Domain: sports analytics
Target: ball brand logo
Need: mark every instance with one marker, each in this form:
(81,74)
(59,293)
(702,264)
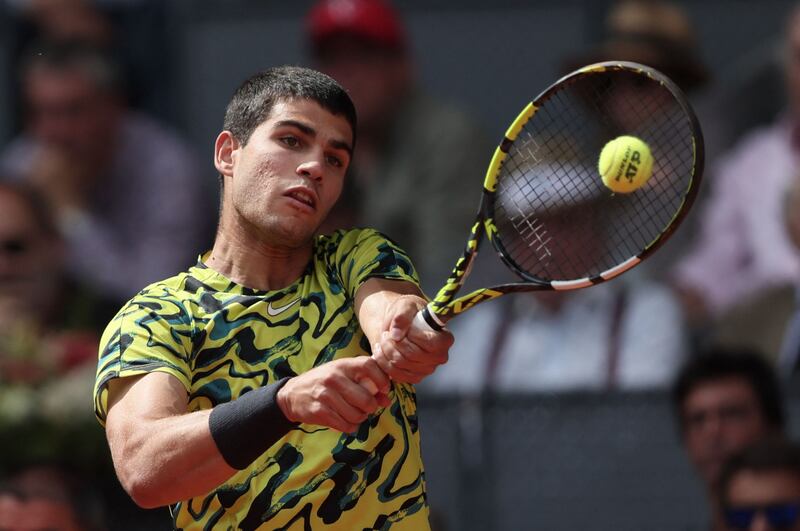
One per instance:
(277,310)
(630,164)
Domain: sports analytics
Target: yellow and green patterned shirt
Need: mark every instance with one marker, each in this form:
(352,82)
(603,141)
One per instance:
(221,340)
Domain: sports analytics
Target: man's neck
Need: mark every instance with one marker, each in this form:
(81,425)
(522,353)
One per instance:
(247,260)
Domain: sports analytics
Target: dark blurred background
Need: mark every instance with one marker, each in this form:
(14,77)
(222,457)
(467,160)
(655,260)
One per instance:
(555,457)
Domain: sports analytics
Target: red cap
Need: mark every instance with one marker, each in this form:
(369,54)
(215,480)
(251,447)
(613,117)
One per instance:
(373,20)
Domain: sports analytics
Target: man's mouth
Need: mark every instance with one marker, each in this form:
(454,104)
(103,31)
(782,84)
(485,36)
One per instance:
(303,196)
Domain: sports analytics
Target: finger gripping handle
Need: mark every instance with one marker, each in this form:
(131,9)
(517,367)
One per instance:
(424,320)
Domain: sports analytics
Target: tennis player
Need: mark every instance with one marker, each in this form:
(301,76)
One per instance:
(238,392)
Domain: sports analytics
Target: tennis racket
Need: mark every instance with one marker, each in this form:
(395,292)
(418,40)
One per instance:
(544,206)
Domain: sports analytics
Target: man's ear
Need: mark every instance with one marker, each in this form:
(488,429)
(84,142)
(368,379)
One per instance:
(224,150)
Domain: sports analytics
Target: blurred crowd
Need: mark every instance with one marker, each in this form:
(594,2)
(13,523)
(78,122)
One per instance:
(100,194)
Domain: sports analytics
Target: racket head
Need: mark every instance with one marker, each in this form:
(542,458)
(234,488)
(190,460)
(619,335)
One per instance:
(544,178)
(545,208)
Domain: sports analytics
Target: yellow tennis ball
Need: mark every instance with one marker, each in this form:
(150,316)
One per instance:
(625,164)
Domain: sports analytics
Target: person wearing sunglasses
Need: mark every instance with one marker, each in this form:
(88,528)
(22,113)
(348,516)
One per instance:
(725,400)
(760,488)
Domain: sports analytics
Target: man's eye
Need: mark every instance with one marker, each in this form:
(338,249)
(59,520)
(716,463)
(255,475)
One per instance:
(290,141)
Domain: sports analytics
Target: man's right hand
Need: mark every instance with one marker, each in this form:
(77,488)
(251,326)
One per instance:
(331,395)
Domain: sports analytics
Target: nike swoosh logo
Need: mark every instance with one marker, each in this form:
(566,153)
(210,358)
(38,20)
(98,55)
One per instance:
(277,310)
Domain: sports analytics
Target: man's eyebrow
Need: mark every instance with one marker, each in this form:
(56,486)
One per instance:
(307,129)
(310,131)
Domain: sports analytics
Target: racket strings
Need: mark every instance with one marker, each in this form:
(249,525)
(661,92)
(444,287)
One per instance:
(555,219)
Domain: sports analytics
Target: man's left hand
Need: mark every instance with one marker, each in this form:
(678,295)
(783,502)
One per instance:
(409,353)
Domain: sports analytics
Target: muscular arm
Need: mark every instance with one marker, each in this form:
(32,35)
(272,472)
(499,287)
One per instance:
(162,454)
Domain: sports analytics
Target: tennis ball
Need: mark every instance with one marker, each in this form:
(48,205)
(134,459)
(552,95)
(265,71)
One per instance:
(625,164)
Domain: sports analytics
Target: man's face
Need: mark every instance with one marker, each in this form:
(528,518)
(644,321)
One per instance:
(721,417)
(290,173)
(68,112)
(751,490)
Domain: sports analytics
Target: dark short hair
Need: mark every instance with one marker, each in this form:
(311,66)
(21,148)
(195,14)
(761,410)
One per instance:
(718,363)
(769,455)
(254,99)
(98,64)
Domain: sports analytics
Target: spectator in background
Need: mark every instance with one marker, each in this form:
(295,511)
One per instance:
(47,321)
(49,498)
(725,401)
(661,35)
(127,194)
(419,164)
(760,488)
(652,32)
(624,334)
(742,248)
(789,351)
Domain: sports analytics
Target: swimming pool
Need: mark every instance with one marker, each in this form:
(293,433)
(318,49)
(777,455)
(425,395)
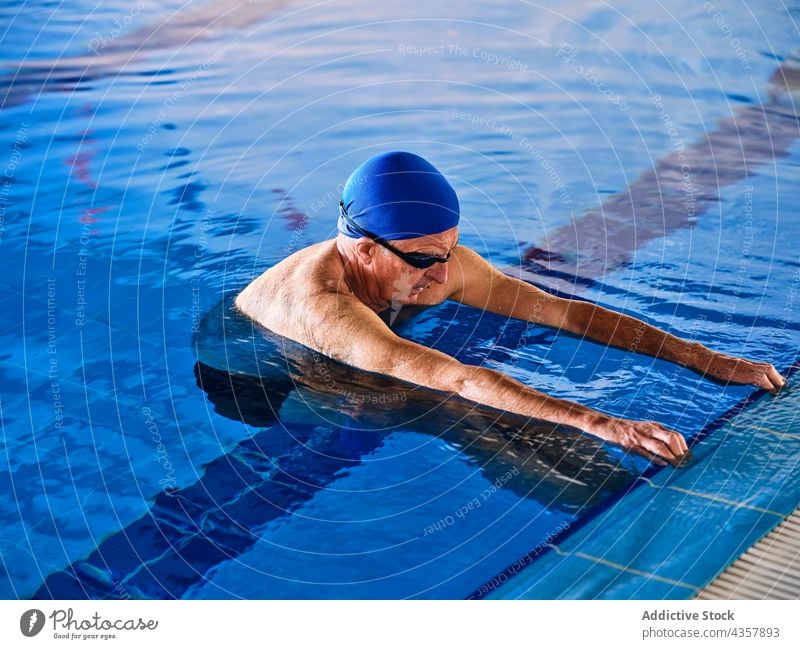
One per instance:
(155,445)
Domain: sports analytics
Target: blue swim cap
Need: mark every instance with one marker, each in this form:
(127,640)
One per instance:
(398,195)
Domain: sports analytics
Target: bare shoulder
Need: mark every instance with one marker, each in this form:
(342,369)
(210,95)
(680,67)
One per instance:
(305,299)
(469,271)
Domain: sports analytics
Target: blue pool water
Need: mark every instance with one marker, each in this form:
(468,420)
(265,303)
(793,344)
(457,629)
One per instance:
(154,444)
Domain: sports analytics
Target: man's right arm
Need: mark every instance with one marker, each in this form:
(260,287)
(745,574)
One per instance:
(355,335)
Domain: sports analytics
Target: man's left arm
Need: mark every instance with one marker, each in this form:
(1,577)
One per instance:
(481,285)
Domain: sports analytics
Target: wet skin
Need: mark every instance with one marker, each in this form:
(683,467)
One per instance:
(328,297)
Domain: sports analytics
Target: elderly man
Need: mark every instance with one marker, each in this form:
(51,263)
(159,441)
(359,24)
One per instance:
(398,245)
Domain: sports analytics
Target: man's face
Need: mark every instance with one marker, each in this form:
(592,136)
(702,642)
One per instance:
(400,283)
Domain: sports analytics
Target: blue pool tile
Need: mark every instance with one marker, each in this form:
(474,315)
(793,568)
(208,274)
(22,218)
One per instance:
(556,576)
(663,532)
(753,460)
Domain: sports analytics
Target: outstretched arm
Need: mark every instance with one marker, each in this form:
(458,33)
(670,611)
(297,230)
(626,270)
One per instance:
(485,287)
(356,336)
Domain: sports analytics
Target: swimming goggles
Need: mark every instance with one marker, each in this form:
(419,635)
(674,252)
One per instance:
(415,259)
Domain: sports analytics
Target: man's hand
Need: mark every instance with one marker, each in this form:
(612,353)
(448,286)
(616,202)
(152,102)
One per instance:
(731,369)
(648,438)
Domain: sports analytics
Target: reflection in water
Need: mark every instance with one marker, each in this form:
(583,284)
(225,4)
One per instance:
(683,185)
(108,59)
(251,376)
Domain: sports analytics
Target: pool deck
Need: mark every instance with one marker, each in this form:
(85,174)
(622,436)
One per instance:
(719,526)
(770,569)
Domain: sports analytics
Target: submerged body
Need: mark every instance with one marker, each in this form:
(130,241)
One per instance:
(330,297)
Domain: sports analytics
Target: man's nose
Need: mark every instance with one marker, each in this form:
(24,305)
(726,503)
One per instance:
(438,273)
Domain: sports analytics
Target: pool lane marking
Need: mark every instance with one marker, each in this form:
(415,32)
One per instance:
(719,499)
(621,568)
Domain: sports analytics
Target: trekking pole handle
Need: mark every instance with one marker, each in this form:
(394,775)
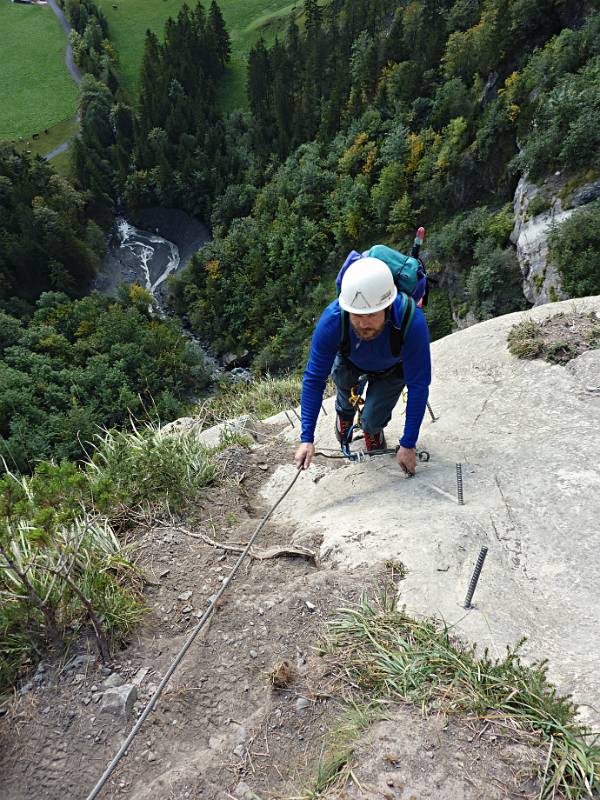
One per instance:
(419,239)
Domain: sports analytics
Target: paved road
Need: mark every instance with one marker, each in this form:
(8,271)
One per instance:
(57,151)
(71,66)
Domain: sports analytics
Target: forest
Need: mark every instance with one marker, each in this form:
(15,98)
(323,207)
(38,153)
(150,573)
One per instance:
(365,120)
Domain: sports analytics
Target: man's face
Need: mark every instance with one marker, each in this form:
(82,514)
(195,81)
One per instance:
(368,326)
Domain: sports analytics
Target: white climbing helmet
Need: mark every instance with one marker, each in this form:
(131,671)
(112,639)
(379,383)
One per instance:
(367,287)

|---|

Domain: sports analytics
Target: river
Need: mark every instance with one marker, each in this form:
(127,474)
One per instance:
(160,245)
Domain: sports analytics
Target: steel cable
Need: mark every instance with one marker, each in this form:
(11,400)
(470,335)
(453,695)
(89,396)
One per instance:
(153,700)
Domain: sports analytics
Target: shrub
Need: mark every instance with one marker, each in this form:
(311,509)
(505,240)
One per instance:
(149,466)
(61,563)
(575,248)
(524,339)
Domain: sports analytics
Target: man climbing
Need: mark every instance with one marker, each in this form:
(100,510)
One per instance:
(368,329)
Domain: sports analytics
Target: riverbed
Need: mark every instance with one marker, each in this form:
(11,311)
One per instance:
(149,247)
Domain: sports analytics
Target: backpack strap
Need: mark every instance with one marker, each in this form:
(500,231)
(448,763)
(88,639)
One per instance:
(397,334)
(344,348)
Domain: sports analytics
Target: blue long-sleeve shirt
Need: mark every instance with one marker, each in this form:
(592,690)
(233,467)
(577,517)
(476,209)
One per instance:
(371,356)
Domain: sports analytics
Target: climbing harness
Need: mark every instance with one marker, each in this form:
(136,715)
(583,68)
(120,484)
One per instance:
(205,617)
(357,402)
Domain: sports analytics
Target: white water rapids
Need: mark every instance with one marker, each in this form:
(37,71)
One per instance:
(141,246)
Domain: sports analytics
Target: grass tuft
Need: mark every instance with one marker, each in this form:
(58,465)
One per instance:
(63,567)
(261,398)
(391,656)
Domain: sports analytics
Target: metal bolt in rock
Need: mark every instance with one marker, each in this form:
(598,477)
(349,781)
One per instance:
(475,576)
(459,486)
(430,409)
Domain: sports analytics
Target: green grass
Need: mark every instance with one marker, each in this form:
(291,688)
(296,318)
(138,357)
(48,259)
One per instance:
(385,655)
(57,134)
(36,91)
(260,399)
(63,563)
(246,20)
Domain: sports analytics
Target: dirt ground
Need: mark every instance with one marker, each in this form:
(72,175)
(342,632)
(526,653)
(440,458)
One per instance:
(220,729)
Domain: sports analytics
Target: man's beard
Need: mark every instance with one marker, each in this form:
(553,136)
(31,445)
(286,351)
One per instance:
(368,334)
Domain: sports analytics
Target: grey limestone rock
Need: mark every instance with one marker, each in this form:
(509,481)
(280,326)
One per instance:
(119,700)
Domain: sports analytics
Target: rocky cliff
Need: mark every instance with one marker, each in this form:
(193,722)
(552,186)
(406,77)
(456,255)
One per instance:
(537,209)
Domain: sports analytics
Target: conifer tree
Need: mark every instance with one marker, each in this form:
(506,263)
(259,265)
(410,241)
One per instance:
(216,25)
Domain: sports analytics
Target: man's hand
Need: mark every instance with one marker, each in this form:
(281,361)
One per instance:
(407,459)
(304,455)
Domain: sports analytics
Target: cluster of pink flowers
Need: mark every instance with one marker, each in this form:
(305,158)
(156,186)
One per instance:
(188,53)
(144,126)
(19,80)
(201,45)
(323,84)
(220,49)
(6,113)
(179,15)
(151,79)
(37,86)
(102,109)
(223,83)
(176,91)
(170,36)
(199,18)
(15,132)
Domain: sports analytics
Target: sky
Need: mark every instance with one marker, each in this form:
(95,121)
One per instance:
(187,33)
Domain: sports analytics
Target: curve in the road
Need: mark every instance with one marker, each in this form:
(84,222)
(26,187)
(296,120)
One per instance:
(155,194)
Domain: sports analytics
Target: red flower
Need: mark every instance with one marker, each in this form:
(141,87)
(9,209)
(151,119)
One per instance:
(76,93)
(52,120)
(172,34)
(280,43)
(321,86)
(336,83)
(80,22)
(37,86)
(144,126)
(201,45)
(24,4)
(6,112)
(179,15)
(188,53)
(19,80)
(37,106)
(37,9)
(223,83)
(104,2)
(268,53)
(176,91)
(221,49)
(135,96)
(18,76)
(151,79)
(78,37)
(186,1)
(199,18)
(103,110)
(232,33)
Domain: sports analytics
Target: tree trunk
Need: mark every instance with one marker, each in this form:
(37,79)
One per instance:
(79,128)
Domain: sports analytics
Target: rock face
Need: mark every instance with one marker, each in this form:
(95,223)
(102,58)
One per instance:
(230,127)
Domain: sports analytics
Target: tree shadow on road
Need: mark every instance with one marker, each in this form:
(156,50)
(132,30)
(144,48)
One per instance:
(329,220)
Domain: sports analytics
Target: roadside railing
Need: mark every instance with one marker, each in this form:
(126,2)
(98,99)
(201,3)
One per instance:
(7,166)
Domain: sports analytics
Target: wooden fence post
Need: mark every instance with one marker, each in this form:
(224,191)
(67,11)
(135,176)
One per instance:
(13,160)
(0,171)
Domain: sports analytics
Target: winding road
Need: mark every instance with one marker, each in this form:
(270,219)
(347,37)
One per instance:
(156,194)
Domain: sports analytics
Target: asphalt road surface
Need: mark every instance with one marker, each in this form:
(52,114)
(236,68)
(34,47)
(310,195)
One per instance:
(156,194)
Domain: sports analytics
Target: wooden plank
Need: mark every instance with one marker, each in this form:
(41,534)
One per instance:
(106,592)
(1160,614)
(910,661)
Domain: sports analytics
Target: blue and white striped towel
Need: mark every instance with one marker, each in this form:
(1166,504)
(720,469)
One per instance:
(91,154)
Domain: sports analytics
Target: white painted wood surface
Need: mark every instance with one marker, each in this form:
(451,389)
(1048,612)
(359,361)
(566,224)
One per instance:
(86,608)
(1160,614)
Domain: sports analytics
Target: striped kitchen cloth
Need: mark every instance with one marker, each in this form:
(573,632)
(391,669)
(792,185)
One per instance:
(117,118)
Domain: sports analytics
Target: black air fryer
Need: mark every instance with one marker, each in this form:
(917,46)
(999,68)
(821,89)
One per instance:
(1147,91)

|---|

• [STATED PROBLEM]:
Show every line above that contains the word "shirt", copying each one in full.

• [EXERCISE RESULT]:
Target: yellow and green patterned shirt
Target: blue long-sleeve shirt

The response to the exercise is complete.